Exercise goal
Down to the final line, write out the data below exactly.

*** Opening Extracted records ***

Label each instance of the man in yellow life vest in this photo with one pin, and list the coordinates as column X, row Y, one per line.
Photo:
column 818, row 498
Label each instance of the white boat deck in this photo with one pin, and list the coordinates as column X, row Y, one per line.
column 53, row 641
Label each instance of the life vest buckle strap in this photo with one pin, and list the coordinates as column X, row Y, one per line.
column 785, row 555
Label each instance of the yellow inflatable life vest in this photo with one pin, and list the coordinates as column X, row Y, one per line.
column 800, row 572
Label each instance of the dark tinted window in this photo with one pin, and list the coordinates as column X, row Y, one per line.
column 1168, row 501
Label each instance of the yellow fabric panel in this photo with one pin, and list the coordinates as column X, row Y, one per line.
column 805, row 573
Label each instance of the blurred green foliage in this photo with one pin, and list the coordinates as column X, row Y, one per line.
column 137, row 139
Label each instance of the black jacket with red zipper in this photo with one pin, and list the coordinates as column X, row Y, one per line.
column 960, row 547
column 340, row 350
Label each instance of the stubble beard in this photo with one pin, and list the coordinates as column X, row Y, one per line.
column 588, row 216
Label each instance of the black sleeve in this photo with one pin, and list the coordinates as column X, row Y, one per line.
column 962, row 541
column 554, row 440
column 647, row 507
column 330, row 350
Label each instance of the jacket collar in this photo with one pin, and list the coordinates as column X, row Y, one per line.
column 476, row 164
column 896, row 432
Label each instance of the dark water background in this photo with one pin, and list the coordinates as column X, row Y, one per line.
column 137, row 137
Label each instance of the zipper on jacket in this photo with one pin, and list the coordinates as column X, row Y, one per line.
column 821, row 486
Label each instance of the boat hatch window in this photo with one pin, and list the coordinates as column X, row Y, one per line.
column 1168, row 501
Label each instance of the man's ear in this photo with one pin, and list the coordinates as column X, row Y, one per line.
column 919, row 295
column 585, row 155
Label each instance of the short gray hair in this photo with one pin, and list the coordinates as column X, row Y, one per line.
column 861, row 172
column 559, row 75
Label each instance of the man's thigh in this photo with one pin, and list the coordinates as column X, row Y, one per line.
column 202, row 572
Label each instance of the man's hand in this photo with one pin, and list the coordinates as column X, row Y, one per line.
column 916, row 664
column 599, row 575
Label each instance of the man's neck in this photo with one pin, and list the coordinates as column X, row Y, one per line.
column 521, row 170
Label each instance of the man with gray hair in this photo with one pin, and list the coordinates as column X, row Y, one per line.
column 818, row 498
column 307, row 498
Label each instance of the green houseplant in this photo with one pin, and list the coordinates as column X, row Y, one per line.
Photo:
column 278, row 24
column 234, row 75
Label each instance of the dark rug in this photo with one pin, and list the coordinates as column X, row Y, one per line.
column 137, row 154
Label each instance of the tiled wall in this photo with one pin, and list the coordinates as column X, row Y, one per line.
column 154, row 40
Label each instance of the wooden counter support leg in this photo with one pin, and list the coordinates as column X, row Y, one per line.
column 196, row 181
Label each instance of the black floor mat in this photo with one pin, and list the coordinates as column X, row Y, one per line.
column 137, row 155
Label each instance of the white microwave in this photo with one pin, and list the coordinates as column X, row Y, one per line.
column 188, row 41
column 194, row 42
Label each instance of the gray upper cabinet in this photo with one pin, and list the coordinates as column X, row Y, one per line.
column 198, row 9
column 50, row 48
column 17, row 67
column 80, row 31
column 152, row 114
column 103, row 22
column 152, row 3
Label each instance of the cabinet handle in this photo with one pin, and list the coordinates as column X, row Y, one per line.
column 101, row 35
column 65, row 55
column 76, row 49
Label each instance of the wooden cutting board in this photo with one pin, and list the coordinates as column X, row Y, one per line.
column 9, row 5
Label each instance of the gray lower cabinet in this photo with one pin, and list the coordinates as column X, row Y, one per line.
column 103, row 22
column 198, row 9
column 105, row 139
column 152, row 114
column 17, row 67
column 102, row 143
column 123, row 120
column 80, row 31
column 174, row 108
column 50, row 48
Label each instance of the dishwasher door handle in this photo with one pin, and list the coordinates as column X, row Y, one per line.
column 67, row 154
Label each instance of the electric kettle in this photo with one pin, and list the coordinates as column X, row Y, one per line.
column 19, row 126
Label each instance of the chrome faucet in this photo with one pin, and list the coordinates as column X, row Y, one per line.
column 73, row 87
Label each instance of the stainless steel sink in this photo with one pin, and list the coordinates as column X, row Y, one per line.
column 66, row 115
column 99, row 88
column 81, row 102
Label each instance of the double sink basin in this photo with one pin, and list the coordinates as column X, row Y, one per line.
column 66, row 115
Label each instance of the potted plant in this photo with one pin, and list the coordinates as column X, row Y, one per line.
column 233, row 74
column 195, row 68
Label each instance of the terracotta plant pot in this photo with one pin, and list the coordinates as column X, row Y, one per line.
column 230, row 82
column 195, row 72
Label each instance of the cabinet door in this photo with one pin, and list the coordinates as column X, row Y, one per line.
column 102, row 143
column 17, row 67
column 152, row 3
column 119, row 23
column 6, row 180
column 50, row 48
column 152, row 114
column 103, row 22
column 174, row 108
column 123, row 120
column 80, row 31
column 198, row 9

*** Closing Extracted records ***

Result of the task
Label each instance of the man in yellow life vest in this photo with one pin, and list the coordinates as column X, row Y, one per line.
Photo:
column 818, row 498
Label each instance of the white boat deck in this photo with one pin, and list the coordinates as column X, row Y, one per line.
column 53, row 641
Label each instance of the life vest buckle strap in this photo with one pin, and list the coordinates as column X, row Y, one per line.
column 785, row 555
Label each instance of the yellow inflatable life vest in this photo with one pin, and list the coordinates as column X, row Y, one per line.
column 800, row 572
Label each instance of the dark tinted window in this photo with one pin, and list the coordinates as column X, row Y, one per line.
column 1168, row 501
Label each instance of the yellow fabric panel in this photo with one pin, and list the coordinates as column X, row Y, one per line.
column 805, row 573
Label each instance of the blurred green foliage in this photo with one pin, and list the coordinates as column X, row Y, one per line.
column 137, row 139
Label each instance of the black jacket with red zipper in this photo with one pin, and list the coordinates as column X, row Y, one per line.
column 960, row 547
column 340, row 350
Label each instance of the stubble beard in this photo with one pin, and list the coordinates as column X, row Y, one per line.
column 588, row 216
Label each instance of the black sleeve in this photo with one pin, and list the coordinates as column X, row Y, one per line.
column 962, row 541
column 554, row 440
column 647, row 507
column 330, row 350
Label each instance of the jacket collar in this photo with one pin, and list the coordinates as column X, row Y, one per line.
column 476, row 164
column 896, row 432
Label each instance of the dark water background in this photo with one pin, and list the coordinates as column X, row Y, one per line.
column 137, row 137
Label each instance of the zipper on jacket in this photo with one pin, and list the coordinates as column X, row Y, one per line.
column 821, row 486
Label each instance of the boat hatch window in this photo with one pin, and list the coordinates as column X, row Y, one per line.
column 1168, row 501
Label each instance of the man's ear in this photo with one pin, and list the coordinates as column X, row Y, one per line.
column 919, row 295
column 585, row 155
Label each instance of the short gray hair in this photo with one pin, and list the coordinates as column X, row Y, one per line.
column 861, row 172
column 559, row 75
Label each instance of the man's thigh in this photo with one pin, and list the coordinates as column X, row Y, one per line.
column 202, row 572
Label each instance of the man's hand in this photo with one pin, and list the coordinates as column X, row Y, one per line.
column 916, row 664
column 599, row 575
Label each instance of the man's neck in this photo with one pin, and list the coordinates as column X, row Y, one per line.
column 521, row 170
Label each instance of the man with gray hair in this photo with one pin, and list the coordinates as column X, row Y, one per line.
column 818, row 498
column 307, row 498
Label each instance of the green houseplant in this photo with one pin, and list the coordinates as column X, row Y, one per line.
Photo:
column 278, row 24
column 234, row 75
Label each instance of the dark rug in this photo with one pin, and list the coordinates as column X, row Y, one per line.
column 137, row 154
Label each instance of the tiled wall in this photo with one pin, and list the coordinates as column X, row Y, one per line.
column 154, row 40
Label each instance of the wooden counter support leg in this photo with one pin, and list the coordinates as column X, row Y, one per line.
column 196, row 181
Label each instance of the black floor mat in this photo with one pin, and list the coordinates as column X, row Y, one per line.
column 137, row 155
Label each instance of the white microwave in this photo with one pin, and list the coordinates as column X, row Y, one per line.
column 188, row 41
column 194, row 42
Label each instance of the gray upper cabinet in this photo with one pin, and list the coordinates as column X, row Y, one per line.
column 198, row 9
column 50, row 48
column 17, row 67
column 80, row 31
column 152, row 114
column 103, row 22
column 152, row 3
Label each instance of the cabinet handle in this photo with one pin, and list the coordinates as column X, row Y, one per line.
column 101, row 35
column 65, row 55
column 76, row 49
Label each instance of the wooden cutting board in this photo with one pin, and list the coordinates as column X, row Y, one per line.
column 9, row 5
Label each instance of the gray lower cabinet in this photo with one pin, and list the coordinates as column X, row Y, one per line.
column 103, row 22
column 198, row 9
column 105, row 139
column 152, row 114
column 17, row 67
column 102, row 143
column 123, row 120
column 80, row 31
column 174, row 108
column 50, row 48
Label each instance of the dishwasher door handle in this photo with one pin, and list the coordinates as column X, row Y, one per line.
column 67, row 154
Label each instance of the electric kettle in this photo with one pin, and list the coordinates as column X, row Y, one per line.
column 19, row 126
Label each instance of the chrome faucet in this photo with one pin, and list the coordinates as column X, row Y, one per line.
column 73, row 87
Label each instance of the stainless steel sink in this photo with one pin, and list the coordinates as column X, row Y, one per line.
column 66, row 115
column 99, row 88
column 81, row 102
Label each instance of the double sink basin in this photo with one pin, and list the coordinates as column X, row Y, one per line.
column 66, row 115
Label each instance of the potted plant in this photo with one pin, and list the coordinates as column X, row Y, one per line.
column 233, row 74
column 195, row 68
Label each instance of the terracotta plant pot in this photo with one pin, and list the coordinates as column X, row Y, one per line.
column 230, row 82
column 195, row 72
Label each instance of the cabinet door in this photo with one pin, and list the coordinates as column X, row Y, one per line.
column 102, row 143
column 17, row 67
column 152, row 3
column 119, row 23
column 6, row 180
column 50, row 48
column 152, row 114
column 103, row 22
column 174, row 108
column 123, row 120
column 80, row 31
column 198, row 9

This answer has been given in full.